## Exercise directions:
Your answer should be every line of the records that contains the word "building".

**** Records to use

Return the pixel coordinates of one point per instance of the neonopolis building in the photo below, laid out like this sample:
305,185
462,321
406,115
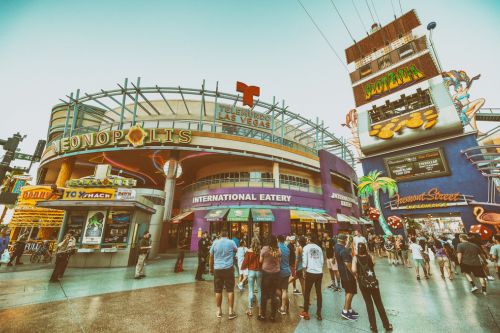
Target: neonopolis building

********

## Reply:
Return the pixel coordinates of one point per instance of the neonopolis building in the photo below, laid out like this sample:
Target: neonopolis building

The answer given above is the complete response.